WHAT YOU HAVE TO DO: Each record below should be output verbatim, without pictures.

DATA FOR THIS EXERCISE:
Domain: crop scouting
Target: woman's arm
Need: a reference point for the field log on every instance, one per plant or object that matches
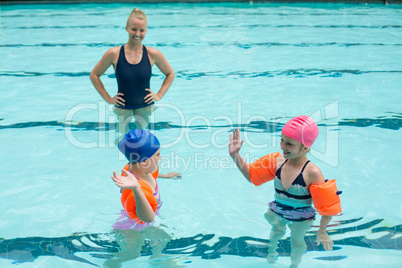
(160, 61)
(99, 69)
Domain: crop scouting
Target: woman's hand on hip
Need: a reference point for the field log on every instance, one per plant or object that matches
(117, 100)
(151, 97)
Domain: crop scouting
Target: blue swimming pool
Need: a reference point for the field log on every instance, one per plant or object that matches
(252, 66)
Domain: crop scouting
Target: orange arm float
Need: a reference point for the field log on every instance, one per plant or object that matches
(326, 198)
(263, 169)
(128, 199)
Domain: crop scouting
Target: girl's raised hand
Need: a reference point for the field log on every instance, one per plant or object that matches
(127, 182)
(235, 142)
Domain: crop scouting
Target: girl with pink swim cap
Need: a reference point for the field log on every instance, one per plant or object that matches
(293, 203)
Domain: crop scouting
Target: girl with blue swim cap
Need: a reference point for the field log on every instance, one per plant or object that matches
(140, 191)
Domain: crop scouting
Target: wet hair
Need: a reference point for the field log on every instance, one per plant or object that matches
(138, 14)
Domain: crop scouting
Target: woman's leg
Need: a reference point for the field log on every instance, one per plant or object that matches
(123, 119)
(297, 241)
(277, 232)
(142, 115)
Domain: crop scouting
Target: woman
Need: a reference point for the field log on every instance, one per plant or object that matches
(133, 63)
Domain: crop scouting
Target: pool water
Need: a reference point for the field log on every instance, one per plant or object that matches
(252, 66)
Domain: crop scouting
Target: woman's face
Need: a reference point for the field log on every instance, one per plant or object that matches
(136, 29)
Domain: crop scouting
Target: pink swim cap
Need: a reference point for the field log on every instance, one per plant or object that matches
(301, 128)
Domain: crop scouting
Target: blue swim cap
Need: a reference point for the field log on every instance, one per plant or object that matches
(139, 145)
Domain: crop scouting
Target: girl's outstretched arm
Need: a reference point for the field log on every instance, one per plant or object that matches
(235, 144)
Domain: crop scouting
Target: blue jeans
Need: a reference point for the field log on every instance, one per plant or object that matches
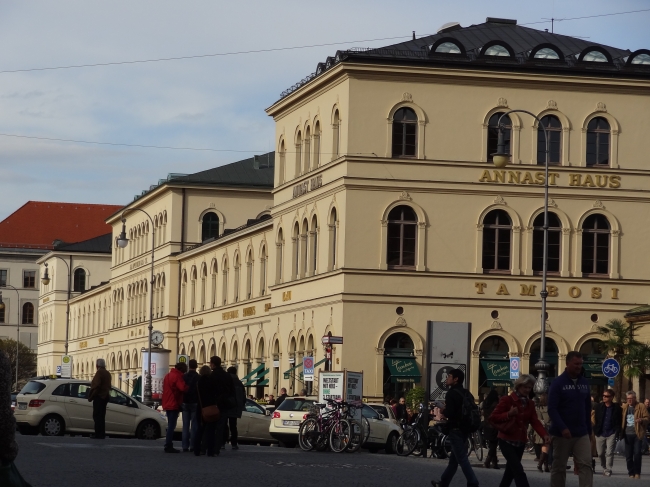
(172, 419)
(189, 419)
(458, 442)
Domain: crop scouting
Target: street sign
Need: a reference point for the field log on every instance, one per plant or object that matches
(308, 369)
(611, 368)
(66, 367)
(515, 363)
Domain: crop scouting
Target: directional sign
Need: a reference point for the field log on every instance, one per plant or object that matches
(514, 367)
(611, 368)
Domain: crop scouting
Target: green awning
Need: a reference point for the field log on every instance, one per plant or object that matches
(496, 369)
(251, 382)
(403, 369)
(252, 373)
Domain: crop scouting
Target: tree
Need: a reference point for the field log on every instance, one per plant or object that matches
(26, 361)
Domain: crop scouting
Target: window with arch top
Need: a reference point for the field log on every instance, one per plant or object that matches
(554, 129)
(598, 137)
(493, 134)
(554, 243)
(595, 245)
(497, 238)
(209, 226)
(405, 127)
(402, 237)
(79, 280)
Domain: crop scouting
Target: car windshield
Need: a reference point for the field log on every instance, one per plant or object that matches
(32, 387)
(295, 404)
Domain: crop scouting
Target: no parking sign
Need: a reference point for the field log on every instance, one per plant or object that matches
(514, 367)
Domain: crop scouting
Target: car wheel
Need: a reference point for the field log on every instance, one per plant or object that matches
(391, 442)
(52, 426)
(148, 430)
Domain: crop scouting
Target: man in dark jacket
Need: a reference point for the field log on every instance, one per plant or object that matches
(234, 413)
(190, 399)
(569, 407)
(607, 427)
(453, 412)
(98, 395)
(222, 383)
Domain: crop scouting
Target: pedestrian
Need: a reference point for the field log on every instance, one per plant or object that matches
(173, 388)
(281, 397)
(458, 433)
(234, 413)
(607, 428)
(224, 388)
(542, 415)
(190, 422)
(635, 419)
(511, 417)
(9, 474)
(98, 395)
(569, 407)
(489, 431)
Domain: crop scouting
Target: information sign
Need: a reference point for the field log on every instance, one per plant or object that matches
(515, 363)
(308, 369)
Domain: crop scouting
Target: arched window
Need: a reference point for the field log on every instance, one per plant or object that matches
(405, 126)
(554, 129)
(79, 280)
(595, 245)
(402, 236)
(493, 134)
(598, 131)
(497, 238)
(209, 226)
(554, 243)
(28, 314)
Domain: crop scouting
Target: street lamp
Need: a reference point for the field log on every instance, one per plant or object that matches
(122, 242)
(46, 280)
(2, 306)
(500, 160)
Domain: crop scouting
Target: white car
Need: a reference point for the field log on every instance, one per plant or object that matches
(54, 407)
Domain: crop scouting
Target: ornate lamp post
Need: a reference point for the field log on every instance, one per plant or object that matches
(122, 242)
(46, 280)
(2, 306)
(500, 160)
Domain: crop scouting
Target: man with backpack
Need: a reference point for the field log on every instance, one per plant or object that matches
(463, 418)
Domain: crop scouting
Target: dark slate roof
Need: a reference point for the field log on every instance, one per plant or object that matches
(522, 40)
(256, 171)
(100, 245)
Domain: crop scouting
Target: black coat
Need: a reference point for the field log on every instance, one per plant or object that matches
(617, 418)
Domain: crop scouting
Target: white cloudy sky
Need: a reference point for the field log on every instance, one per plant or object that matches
(215, 102)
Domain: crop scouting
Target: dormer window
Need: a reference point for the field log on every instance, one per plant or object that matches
(497, 50)
(448, 48)
(595, 57)
(546, 53)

EXERCISE RESPONSE:
Domain: crop scouting
Target: woman's arm
Need: a reference point for the field log on every instance, one per plant or object that matches
(160, 61)
(99, 69)
Domain: crop scouting
Target: woman's hand on hip
Need: a reference point for the field log on every instance, one per plant or object that matches
(117, 100)
(151, 97)
Domain: crop scouting
Target: blue swimming pool
Need: a reference point for the field log on every instance, one per plant or object that matches
(252, 66)
Domain: crop scouting
Target: orange arm float
Need: a reference point for the field log on every instance, one per plant or object that matches
(326, 198)
(263, 169)
(128, 199)
Domain: crop scouting
Target: girl's raised hand
Need: a reference point for the field log on every instance, one per plant or object that matches
(127, 182)
(235, 142)
Domain: crop scouting
Target: girl with pink swim cap
Need: a reference point for the field log on every instance, one per plant or object that matches
(293, 203)
Domain: crop scouting
Target: girl with blue swim cap
Need: a reference point for the field log on every instance, one per plant or object that matches
(140, 191)
Domain: crop scouting
Target: wet hair
Need: a reference point for the field log on every instance, one per plant or object that matches
(138, 14)
Domain: crop scouting
Target: woman's leg
Need: a reference point for the field log on every instance, one per plant or object that matches
(123, 119)
(297, 241)
(277, 232)
(142, 115)
Domain: crop scouting
Target: woman
Need: a reference point for the field log on every instance, one per plant or object that matches
(133, 63)
Domain: crop scouting
Target: pool water
Need: a reference point for the field log on every instance, one per plant or object that matches
(252, 66)
Domain: crop scouting
Target: woman's face
Need: a reference point for the field log on every instance, one per plant or object that matches
(136, 29)
Domain: crop scouting
Target: pink swim cap
Need: a reference point for the field log on every instance, one per plant or object that matches
(301, 128)
Domain: crop scouting
Target: blue swim cap
Need: a reference point for the field log on every instance, one per plant or object that matches
(139, 145)
Domain: crop scouting
Target: girl's outstretched arm
Need: a reference point for the field log on every instance, one per plant or object that matches
(235, 144)
Domain: crop scouting
Target: blue jeans
Need: a reference point for the field log on every instance, one per plant or object that matches
(172, 419)
(189, 419)
(458, 442)
Domain: crop scouting
Target: street sign
Need: a reference point for the field log on every instance, one per plant or object that matches
(308, 369)
(611, 368)
(66, 367)
(515, 363)
Domain: crop scouting
Target: directional sign
Need: a reference point for the field log on every instance, one per plant or object that matches
(514, 367)
(611, 368)
Domain: crop scouting
Target: green awning
Need: a reference point for the field log on every instance, one per plant or object that matches
(496, 369)
(251, 382)
(403, 369)
(252, 373)
Domain: crop scouting
Target: tree
Need: a reference point for the field log on every instance, one per plant or object that matches
(26, 361)
Domain: crop scouting
Target: window with arch top
Need: a reference point for the field log on every instance, one per plant or object that matches
(554, 129)
(598, 137)
(493, 134)
(554, 243)
(595, 245)
(497, 238)
(209, 226)
(405, 127)
(402, 237)
(79, 280)
Domain: crop scouting
Target: car windshield
Need: a reference point for the field log on every instance, one per plant or object that matches
(32, 387)
(295, 404)
Domain: crop scouting
Target: no parking sign
Need: a reference point for the field log on every instance, one per plant or object that matches
(514, 367)
Domain: crop scouting
Target: car wheel
Need: a reference point for the field log on every instance, one per plant or object that matches
(391, 442)
(52, 426)
(148, 430)
Domain: crop scouting
Target: man in dark jacket
Need: a reference point for the field log on every instance, one per plant or object that matches
(234, 413)
(190, 399)
(569, 407)
(607, 427)
(453, 412)
(98, 395)
(222, 383)
Domain: crop scouting
Target: pedestrian
Need: a reference point for the field log on every instance, one per plant or object that matches
(173, 388)
(281, 397)
(458, 433)
(234, 413)
(607, 428)
(224, 388)
(542, 415)
(190, 422)
(635, 419)
(511, 417)
(9, 474)
(98, 395)
(569, 407)
(489, 431)
Domain: crop scouting
Target: information sign
Need: a reference point for the field log on every instance, one per plant or object that matches
(515, 363)
(308, 369)
Domain: crop scouting
Target: arched window
Need: a reference point for the field log on every instance, one per plant or object that matches
(405, 126)
(554, 129)
(79, 280)
(595, 245)
(402, 236)
(493, 134)
(598, 131)
(497, 238)
(209, 226)
(554, 243)
(28, 314)
Domain: crop scouting
Target: street lamp
Need: a reference point for the field log on every instance, one per plant or object that matches
(122, 242)
(46, 280)
(2, 306)
(500, 160)
Domain: crop scouting
Target: white car
Need: a reference point for the field log on every instance, one per plant or object that matches
(54, 407)
Domain: crop scouting
Target: ornate lamp post
Need: a reference point for the field log on every instance, one per plant or object that matches
(122, 242)
(46, 280)
(2, 306)
(500, 160)
Domain: crop scouting
Target: man with backpack
Need: a reference point for the field log on every instance, one per plant or object that matches
(463, 418)
Domain: crop scouting
Target: dark slate roof
Need: a reference point for the field log on every instance, one per plant or object that matches
(522, 40)
(256, 171)
(100, 245)
Domain: crop scouting
Target: black coat
Need: a reference point for the field log on every instance, one per plant or object that matches
(617, 418)
Domain: crop scouting
Target: white cloudy sky
Need: a reference point for the field log on every instance, one per plant or object that matches
(215, 102)
Domain: crop scouting
Target: dormer window
Need: a reference point for the field log on every instance, one per plant or object that matches
(497, 50)
(448, 48)
(595, 57)
(546, 53)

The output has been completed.